[start of Data in this exercise]

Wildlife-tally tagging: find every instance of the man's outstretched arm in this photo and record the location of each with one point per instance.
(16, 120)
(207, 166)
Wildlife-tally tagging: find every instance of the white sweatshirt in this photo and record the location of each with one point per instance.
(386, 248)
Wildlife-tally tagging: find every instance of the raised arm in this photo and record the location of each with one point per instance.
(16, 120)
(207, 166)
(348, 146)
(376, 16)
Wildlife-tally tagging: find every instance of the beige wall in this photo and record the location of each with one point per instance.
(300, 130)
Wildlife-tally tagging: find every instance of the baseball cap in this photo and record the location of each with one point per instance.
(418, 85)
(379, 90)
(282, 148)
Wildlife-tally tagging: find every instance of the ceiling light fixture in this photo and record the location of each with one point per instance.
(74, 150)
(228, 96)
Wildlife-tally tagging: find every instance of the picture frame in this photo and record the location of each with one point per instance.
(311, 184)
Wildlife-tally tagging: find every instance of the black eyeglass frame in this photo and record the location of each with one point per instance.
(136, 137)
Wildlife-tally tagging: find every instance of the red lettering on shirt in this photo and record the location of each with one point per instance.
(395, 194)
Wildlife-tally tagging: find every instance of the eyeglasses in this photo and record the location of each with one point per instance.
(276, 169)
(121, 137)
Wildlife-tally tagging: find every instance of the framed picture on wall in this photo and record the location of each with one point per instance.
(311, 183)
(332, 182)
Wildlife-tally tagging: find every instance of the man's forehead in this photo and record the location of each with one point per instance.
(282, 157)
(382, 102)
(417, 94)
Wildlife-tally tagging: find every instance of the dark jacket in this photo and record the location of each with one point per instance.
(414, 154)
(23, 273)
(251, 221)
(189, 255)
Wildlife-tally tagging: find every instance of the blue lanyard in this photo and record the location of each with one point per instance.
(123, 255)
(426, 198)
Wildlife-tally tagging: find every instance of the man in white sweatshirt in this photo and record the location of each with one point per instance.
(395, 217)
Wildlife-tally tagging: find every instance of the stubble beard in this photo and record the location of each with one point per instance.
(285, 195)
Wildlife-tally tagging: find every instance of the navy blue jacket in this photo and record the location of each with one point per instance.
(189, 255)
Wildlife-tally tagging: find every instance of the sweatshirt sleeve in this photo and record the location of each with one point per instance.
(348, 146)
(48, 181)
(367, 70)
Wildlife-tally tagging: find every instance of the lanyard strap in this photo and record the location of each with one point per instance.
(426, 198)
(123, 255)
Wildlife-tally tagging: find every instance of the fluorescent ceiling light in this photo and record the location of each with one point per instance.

[end of Data in this exercise]

**The request:**
From the first line to the last, please quote the material above exactly.

**Answer to this task:**
Wildlife-tally tagging: find every instance of the man's outstretched arm in this photo and record the location of each with one point per instance.
(16, 120)
(207, 166)
Wildlife-tally tagging: find every instance of the white sweatshirt in this photo and record the location of each with one point per instance.
(386, 248)
Wildlife-tally tagging: find every instance of the raised arm in this photo and record the location of each with one point per instance.
(16, 120)
(207, 166)
(348, 146)
(376, 16)
Wildlife-tally tagging: find every instance of the beige wall in this photo and record the location of each with one point per instance.
(300, 130)
Wildlife-tally tagging: find every instance of the baseball cap in this photo and record the location of each with one point per instance.
(418, 85)
(379, 90)
(282, 148)
Wildlife-tally tagging: find every instance of the ceiling light fixture in this photo and record the location of each with one point per instance.
(74, 150)
(228, 96)
Wildlife-tally tagging: find every instance of the picture frame in this photo and record the location of each with one point per instance.
(311, 184)
Wildlife-tally tagging: find every instance of the black eyeglass frame in this photo and record the location of each with one point per instance.
(136, 137)
Wildlife-tally tagging: find every instance of the red lettering on shirt in this photo and record the location of each with one point per instance.
(395, 194)
Wildlife-tally tagging: find every instance of the eyeglasses in this photo and record the location of each with one point per instance.
(276, 169)
(121, 137)
Wildlife-tally tagging: find every instance of the framed picture on wall in this photo and record the location of each with one point per instance.
(311, 183)
(332, 182)
Wildlife-tally tagging: find every instance of the man's forehead in this photo and record the location of each with one point per instance.
(282, 157)
(382, 102)
(417, 94)
Wildlife-tally tagging: find every instance of the dark jacket in this photo and record the location of each with one point per instance.
(414, 154)
(23, 273)
(251, 221)
(189, 255)
Wildlife-tally tagging: find every instance of the blue lanyard in this photo and record the location of each with one point per instance.
(123, 255)
(426, 198)
Wildlife-tally tagging: find every instance of the man in white sweatshirt in this photo and record the location of each with one point per instance.
(395, 217)
Wildlife-tally tagging: find every instance of the stubble beard in this photo and record the location of each with one point per instance.
(285, 195)
Wildlife-tally tagging: find every instance of the navy blue jacket in this photo and record the location of each with one point per instance.
(189, 255)
Wildlife-tally tagging: find every instance of the sweatshirt sleeve in this photo and record the location of each with one point per instance.
(348, 146)
(48, 181)
(367, 70)
Wildlife-tally tagging: find every instance of the lanyard strap in this photo and record the location of each with one point per instance.
(426, 198)
(123, 255)
Wildlife-tally tagging: find every instance of the fluorescent ceiling light in this photo and record the location of each with one point per instance.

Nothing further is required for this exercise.